:: About this task ::
The answer must be an exact copy of every record.

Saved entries
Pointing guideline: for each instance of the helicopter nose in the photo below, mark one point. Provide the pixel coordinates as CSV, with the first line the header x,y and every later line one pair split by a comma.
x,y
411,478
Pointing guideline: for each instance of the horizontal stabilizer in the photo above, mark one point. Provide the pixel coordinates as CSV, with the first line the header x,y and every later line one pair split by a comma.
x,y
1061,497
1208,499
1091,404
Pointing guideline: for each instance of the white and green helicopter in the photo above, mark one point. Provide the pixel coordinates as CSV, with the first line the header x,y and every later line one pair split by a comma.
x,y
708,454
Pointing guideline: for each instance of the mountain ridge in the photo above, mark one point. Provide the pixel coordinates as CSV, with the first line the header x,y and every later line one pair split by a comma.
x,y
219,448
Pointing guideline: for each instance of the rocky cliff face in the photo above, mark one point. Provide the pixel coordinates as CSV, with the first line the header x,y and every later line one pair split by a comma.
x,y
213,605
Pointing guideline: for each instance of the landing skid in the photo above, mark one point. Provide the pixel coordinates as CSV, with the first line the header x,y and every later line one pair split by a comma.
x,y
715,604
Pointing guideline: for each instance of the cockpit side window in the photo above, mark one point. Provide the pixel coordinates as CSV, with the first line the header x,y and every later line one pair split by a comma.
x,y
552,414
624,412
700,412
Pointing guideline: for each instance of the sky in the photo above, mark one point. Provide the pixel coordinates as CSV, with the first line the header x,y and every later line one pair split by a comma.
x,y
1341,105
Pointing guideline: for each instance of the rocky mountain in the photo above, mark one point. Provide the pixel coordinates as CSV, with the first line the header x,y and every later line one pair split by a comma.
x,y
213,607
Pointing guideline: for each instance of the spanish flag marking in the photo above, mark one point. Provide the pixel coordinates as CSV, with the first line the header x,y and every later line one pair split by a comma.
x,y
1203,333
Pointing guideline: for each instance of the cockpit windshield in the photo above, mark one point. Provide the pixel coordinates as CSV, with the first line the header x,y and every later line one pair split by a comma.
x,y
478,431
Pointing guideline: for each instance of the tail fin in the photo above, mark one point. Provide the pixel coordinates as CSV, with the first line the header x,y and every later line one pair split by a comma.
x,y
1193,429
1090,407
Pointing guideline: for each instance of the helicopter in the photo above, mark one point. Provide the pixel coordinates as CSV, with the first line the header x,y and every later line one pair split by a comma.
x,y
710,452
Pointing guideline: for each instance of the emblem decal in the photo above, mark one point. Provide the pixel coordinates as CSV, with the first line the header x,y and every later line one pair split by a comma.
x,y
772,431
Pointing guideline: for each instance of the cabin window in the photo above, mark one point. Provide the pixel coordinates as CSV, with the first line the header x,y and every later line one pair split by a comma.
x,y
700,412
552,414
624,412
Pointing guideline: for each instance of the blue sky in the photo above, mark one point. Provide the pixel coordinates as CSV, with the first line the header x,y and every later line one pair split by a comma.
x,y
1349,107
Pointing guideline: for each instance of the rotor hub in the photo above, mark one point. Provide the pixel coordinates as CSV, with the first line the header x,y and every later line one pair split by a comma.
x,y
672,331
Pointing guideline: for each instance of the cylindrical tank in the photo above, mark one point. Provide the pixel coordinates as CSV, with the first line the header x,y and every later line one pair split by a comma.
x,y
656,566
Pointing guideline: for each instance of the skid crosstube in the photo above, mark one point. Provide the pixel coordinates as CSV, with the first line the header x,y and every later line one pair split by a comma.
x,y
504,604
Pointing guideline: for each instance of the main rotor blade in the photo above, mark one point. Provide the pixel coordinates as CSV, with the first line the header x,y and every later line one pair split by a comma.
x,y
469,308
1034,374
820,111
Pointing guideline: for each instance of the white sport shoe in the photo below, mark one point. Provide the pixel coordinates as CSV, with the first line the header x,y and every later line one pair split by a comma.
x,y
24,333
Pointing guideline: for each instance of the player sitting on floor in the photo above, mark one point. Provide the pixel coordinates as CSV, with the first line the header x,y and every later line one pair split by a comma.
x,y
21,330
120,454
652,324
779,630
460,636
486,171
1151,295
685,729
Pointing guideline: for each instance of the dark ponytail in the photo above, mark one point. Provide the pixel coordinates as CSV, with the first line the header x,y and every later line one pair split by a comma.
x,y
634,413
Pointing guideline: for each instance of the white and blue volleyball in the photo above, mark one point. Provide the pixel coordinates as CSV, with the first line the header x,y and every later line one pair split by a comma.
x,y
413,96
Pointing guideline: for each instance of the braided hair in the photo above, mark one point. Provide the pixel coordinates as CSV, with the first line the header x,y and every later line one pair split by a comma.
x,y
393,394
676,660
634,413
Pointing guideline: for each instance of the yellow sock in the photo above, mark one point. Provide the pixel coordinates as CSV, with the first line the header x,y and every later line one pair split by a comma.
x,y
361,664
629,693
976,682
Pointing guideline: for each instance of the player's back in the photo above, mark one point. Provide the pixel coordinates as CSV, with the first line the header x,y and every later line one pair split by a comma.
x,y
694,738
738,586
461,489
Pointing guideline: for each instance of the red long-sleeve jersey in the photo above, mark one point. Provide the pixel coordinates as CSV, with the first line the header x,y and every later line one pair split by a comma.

:: Response below ::
Pointing guideline: for each instance of the helicopter nose in the photo below, mark one point. Provide the pixel coordinates as CSV, with the first line the header x,y and every later line one pair split by a comma.
x,y
411,478
Pointing guideline: for each instance of the horizontal stabilizer in the photo above, mark one point. Provide the pixel coordinates as CSV, with the first line the header x,y and every later line one pair split by a comma.
x,y
1061,497
1208,499
1091,404
Pointing guideline: for each instance of the white and green helicopter in the photo above, mark one point. Provide the pixel coordinates as CSV, with the first line the header x,y and every later line one pair split by a comma.
x,y
708,454
Pointing guideline: for each instance of the mountain ridge in the photo above, mark one point. Provide the pixel coordinates as CSV, with the first line the header x,y and every later line one pair split by a comma.
x,y
219,448
Pointing guideline: for each instance of the rocky cliff face in the photo above, mark one point. Provide the pixel coordinates as CSV, with the first line the header x,y and every later line one pair split by a comma.
x,y
213,605
Pointing guideline: for each instance of the landing skid in the photo above, mark one point. Provide the pixel coordinates as CSV, with the first line the header x,y and every later line one pair split by a comma.
x,y
715,604
Pointing guideline: for each instance of the cockpit side window in the photo above, mark one point. Provide the pixel coordinates as CSV, with the first line the header x,y and every later line one pair split by a comma.
x,y
552,414
624,412
700,412
Pointing guideline: for each instance of the sky in the photo above, mark one point. Provide the pixel coordinates as CSV, with the first line the header x,y and every later line one pair split by a comma.
x,y
1341,105
Pointing guideline: for each instance of the rocky mountain in the photo above, mark one point. Provide the pixel coordinates as CSV, with the first line the header x,y and every later line one pair split by a comma.
x,y
213,607
Pointing guideline: for each instance of the spanish flag marking in the photo above, mark one point. Provide the pixel coordinates as CSV, with the first line the header x,y and every later line one pair split by a comma.
x,y
1203,333
Pointing guideline: for each instance of the cockpit windshield in the photo above, mark one point. Provide the pixel coordinates as CSV, with the first line the header x,y and every later line one pair split by a comma.
x,y
478,431
Pointing guideline: for each instance of the tail fin in the photo above, mark one point. Provide the pixel coordinates as CSV, with the first line the header x,y and every later line one pair split by a comma.
x,y
1193,429
1090,407
Pointing guideline: for each instance of the helicopter in the photo above, mark one point. Provide the pixel coordinates as CSV, with the first line the header x,y and every later line one pair split by a comma.
x,y
710,452
Pointing guideline: for each instance of the emblem decal in the photo above, mark one point. Provide the pixel coordinates as CSV, with the first line the header x,y and every later line one pair split by a comma.
x,y
772,431
Pointing guideline: for each instance of the cabin window in the photo above, mark one point. Provide the pixel coordinates as CSV, with the first line the header x,y and every later line one pair split by a comma.
x,y
700,412
552,414
624,412
Pointing guideline: for each instance of the blue sky in the photo above, mark one point. Provide the pixel coordinates as CSV, with the first line the header x,y and every later line one pair split by a comma.
x,y
1349,107
Pointing guideline: for each instance of the rotor hub in the photo above, mark one point. Provide the pixel coordinates as CSV, with the first line the header x,y and every later line one pair split by a comma.
x,y
672,331
Pointing guideline: for each instance of the cylindrical tank in the photo above, mark one point. Provide the pixel coordinates as CSV, with the first line the header x,y and every later line one pair split by a comma.
x,y
656,566
Pointing guideline: for each instance of the skid crosstube in the photo above, mark one point. Provide the pixel coordinates as CSV, with the first line the header x,y and every later line one pair split by a comma.
x,y
504,604
Pointing guideline: for each instance of the main rotor blade in the photo above, mark one point. Provide the pixel coordinates as CSV, with the first line the header x,y and every later line one pair split by a comma.
x,y
469,308
1034,374
820,111
Pointing guideline: for each instance of the white sport shoe in the photo below, mark one point. Provide the pixel coordinates as CSV, with the first line the header x,y and every later line one pair split by a comma.
x,y
24,333
Pointing guideline: for each instance of the player sitting on floor in the photo above, mark one point. Provide the pixel coordinates as CSV, with the first line the header x,y and every later line one pair split by a comma.
x,y
21,330
120,454
652,324
779,630
460,636
486,171
1151,295
685,729
Pointing guideline: for each instance of the dark ponytail in the photo above, mark one point. Provide the pixel coordinates as CSV, with the first line the header x,y and every later line one pair split by a comma.
x,y
634,413
Pointing guideline: for each instance of the white and blue volleyball in the photo above, mark one point. Provide the pixel coordinates as CSV, with the first line the header x,y and every later line one pair split by a comma.
x,y
413,96
Pointing guideline: for each instance of the braided hair in the photo above, mark one point. Provide the pixel coordinates as CSV, with the first line the header x,y and every later line one pair split by a comma.
x,y
393,394
676,660
634,413
Pointing guideline: for each instance of the yellow sock in the photo above, mark one point. Provide the pixel coordinates as CSV, with the first line the header x,y and every later line one pair split by a comma.
x,y
361,664
629,693
976,682
Pointing guideline: for each instance of the player's back in the photo above, mark one point. Provide the pixel coordinates as CSV, with the first line the header x,y and every later line one pair split by a comma.
x,y
694,738
738,586
461,489
Pointing guideline: for each instance of the red long-sleeve jersey in the photo above, mark one point. Provide the pixel coordinates as CSV, with the first line the header x,y and every later line one pair split by a comma.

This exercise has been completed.